Exercise aim: State how many lines in the records below contain the word "small". Give only the number.

++++++++++++++++++++

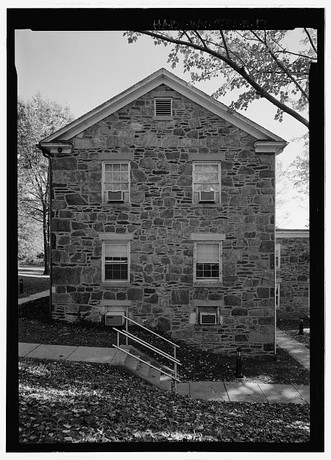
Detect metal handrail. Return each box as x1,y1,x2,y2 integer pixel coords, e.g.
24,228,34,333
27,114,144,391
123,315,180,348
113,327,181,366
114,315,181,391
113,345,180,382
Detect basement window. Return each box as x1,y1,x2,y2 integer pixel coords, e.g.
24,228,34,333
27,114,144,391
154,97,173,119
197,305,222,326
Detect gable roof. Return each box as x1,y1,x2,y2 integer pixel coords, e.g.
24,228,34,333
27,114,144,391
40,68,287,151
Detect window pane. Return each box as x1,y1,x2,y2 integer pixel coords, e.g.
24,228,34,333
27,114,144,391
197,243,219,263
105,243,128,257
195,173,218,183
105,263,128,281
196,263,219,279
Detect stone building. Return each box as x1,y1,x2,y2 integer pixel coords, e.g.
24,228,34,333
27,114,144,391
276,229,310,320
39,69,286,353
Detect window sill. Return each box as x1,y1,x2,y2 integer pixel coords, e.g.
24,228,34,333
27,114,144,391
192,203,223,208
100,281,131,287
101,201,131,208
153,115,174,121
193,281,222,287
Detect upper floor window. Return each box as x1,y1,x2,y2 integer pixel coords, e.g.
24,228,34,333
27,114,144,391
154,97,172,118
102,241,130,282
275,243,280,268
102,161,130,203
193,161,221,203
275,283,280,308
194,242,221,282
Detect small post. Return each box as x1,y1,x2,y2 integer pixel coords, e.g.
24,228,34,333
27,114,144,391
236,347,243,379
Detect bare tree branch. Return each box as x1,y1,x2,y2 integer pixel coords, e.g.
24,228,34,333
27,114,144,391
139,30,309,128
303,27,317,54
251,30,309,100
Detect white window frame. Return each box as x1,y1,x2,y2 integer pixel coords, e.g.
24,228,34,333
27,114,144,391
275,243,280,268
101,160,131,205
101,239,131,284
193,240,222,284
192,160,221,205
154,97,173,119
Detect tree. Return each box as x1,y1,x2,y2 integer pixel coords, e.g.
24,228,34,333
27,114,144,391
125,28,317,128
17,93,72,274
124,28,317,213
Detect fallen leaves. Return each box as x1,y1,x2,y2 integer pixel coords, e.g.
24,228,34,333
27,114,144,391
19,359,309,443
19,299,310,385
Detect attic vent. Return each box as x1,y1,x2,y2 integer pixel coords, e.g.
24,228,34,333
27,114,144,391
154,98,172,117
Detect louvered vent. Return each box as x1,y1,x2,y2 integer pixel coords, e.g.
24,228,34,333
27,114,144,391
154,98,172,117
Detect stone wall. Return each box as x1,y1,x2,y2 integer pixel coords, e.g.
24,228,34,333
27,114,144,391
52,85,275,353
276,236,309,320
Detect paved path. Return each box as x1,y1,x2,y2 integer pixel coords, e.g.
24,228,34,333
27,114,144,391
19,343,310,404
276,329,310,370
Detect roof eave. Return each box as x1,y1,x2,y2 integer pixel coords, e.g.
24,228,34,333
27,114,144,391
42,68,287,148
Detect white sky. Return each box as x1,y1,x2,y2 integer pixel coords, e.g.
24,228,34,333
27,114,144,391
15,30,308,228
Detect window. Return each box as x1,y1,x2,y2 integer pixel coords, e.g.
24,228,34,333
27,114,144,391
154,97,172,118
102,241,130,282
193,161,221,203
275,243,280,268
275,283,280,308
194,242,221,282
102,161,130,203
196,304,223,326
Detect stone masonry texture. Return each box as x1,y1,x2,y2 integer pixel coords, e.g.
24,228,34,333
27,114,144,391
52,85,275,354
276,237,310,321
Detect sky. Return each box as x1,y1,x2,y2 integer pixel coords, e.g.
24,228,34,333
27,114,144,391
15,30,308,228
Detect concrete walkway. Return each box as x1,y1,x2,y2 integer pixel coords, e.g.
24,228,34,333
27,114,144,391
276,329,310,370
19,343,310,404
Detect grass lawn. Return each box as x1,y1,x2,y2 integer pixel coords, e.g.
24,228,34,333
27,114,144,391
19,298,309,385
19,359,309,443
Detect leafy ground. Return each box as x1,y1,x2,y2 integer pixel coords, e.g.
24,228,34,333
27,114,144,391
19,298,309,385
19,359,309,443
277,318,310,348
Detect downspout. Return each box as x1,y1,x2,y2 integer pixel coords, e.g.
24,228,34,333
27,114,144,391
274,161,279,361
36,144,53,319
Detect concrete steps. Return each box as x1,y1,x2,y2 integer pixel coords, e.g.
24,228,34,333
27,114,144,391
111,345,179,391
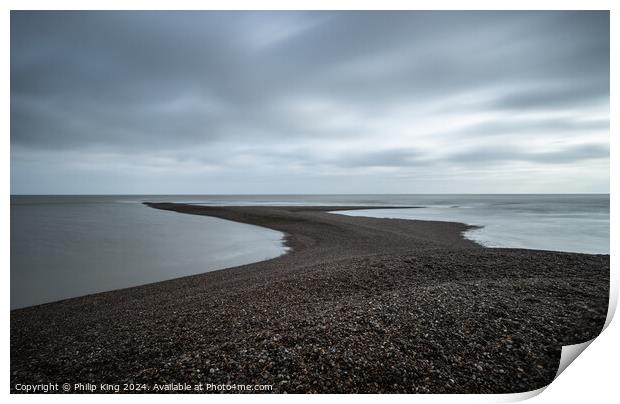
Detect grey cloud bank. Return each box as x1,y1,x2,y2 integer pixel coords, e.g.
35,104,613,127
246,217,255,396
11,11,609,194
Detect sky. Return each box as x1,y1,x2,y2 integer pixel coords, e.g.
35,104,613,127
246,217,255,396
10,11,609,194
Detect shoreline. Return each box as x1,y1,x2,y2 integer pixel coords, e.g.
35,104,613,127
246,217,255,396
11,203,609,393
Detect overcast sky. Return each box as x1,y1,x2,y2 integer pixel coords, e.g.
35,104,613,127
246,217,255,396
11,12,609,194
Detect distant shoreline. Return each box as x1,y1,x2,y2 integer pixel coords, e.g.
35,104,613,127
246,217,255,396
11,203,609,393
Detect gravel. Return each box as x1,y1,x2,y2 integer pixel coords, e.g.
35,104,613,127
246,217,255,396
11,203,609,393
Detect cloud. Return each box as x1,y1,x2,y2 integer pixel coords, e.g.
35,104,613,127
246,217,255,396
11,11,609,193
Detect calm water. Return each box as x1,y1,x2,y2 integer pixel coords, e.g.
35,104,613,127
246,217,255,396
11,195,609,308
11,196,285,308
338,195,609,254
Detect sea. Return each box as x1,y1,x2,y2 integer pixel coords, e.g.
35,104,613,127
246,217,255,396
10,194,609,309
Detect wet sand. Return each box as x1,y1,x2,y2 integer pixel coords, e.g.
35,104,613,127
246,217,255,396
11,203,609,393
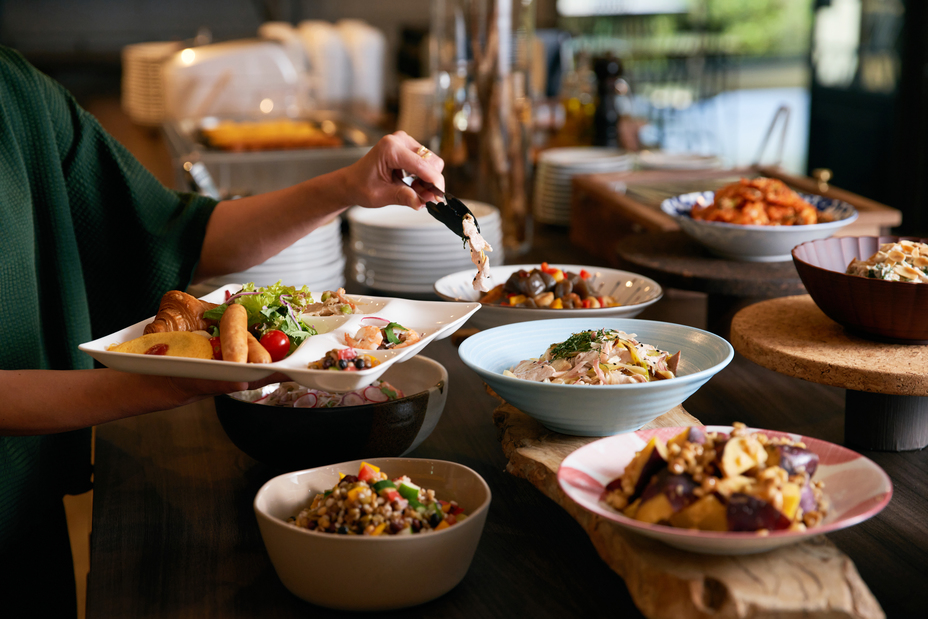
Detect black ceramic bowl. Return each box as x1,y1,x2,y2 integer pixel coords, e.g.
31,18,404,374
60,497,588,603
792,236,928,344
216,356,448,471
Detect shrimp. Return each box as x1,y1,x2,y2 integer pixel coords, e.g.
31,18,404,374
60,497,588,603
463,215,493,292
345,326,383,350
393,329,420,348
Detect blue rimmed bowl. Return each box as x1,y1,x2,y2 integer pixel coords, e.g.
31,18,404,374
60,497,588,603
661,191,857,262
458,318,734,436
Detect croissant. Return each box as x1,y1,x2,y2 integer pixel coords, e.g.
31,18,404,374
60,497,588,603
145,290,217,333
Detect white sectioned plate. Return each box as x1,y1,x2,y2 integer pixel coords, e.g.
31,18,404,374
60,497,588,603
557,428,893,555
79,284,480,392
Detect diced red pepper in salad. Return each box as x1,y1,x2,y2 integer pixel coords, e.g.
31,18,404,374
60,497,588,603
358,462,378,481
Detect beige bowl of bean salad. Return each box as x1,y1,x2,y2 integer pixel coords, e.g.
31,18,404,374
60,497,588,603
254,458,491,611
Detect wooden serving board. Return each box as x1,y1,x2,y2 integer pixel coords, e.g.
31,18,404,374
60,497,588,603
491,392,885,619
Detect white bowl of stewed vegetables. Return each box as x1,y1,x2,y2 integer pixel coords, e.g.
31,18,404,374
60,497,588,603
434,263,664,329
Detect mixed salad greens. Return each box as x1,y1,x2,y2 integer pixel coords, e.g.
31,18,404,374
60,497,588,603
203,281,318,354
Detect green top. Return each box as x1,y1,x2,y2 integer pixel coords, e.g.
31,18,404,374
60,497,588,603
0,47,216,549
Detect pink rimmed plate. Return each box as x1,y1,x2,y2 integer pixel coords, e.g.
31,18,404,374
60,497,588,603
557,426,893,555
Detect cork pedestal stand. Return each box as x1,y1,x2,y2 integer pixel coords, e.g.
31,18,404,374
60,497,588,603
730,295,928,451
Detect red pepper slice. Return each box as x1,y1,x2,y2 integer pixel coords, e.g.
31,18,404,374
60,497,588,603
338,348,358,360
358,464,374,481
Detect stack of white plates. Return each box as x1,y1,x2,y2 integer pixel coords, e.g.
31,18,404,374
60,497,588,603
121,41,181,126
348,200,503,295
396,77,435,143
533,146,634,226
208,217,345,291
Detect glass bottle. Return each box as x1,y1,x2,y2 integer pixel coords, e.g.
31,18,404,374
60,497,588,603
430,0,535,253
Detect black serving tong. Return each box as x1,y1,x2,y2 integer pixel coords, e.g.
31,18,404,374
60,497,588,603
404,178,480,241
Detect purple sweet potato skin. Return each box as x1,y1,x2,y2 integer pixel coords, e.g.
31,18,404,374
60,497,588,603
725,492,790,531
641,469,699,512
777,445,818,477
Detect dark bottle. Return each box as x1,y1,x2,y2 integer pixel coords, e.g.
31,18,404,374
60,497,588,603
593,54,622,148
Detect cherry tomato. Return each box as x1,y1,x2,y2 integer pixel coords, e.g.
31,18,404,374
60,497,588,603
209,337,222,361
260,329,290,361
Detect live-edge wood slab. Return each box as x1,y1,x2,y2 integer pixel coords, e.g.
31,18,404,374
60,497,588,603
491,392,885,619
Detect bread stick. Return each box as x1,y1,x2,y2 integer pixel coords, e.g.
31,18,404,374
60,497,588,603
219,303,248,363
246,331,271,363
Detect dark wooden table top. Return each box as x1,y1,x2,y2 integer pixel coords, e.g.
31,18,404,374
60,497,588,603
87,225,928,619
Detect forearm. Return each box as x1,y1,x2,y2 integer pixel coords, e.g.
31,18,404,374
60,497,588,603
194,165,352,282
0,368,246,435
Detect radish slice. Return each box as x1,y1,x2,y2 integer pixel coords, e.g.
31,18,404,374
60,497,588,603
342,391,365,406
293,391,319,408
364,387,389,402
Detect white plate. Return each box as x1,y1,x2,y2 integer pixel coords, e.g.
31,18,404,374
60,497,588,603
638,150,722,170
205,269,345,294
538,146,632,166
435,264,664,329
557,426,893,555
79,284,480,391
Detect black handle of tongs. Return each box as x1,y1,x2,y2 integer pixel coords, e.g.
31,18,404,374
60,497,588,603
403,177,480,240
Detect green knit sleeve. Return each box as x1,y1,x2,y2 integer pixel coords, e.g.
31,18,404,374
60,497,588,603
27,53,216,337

++++++++++++++++++++

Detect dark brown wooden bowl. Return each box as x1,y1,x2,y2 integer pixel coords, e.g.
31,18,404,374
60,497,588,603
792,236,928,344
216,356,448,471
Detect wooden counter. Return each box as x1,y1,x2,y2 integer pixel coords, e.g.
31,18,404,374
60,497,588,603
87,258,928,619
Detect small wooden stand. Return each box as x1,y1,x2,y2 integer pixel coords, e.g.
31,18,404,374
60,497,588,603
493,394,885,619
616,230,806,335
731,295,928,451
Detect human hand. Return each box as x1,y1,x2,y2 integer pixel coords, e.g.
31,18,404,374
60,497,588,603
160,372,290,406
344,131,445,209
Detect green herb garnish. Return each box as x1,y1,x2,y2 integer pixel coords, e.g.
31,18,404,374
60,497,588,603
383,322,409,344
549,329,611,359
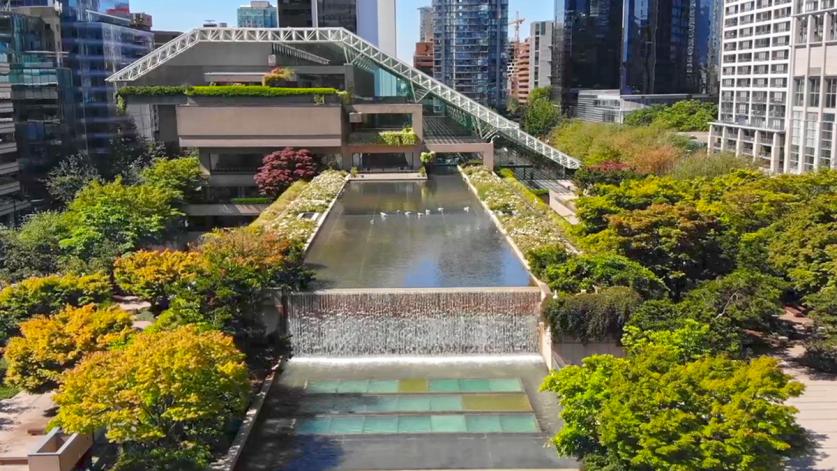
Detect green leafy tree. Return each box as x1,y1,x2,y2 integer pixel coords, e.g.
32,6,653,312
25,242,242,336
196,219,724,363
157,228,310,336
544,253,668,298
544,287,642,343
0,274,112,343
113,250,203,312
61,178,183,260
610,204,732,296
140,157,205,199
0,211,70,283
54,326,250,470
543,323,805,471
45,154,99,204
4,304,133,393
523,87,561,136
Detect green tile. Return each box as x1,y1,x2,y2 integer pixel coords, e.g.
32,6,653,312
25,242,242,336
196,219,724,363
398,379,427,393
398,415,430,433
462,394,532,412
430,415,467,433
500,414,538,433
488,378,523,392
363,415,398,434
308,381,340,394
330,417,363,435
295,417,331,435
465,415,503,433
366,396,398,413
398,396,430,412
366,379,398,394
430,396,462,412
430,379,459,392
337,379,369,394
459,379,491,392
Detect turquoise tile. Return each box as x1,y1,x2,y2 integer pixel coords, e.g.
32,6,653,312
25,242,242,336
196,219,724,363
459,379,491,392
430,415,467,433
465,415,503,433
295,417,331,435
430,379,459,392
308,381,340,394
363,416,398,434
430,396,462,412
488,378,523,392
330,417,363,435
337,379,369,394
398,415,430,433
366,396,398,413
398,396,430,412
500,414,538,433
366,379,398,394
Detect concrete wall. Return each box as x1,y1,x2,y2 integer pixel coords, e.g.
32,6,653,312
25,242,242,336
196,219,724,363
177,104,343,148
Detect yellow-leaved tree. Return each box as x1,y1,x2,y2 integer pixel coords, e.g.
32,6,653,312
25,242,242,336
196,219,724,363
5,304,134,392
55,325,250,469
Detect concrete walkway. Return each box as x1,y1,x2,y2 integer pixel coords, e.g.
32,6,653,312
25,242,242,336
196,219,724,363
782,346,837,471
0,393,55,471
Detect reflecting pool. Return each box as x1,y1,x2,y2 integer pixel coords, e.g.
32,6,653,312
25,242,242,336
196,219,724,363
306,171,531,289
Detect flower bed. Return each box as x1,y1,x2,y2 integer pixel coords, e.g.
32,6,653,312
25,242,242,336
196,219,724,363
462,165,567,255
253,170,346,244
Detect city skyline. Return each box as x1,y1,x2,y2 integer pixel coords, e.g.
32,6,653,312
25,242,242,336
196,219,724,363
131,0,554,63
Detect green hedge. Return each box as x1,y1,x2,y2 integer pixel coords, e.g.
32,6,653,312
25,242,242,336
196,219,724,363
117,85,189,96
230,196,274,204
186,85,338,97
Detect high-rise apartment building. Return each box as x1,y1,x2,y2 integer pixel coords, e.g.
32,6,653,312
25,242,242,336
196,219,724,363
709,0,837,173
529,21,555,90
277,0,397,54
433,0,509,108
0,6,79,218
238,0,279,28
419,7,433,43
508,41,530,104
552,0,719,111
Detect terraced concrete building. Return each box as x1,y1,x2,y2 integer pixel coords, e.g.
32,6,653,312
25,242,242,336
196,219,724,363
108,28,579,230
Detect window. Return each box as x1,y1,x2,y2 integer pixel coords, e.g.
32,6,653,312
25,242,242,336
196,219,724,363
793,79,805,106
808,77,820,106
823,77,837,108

++++++++++++++++++++

Answer to the task: 2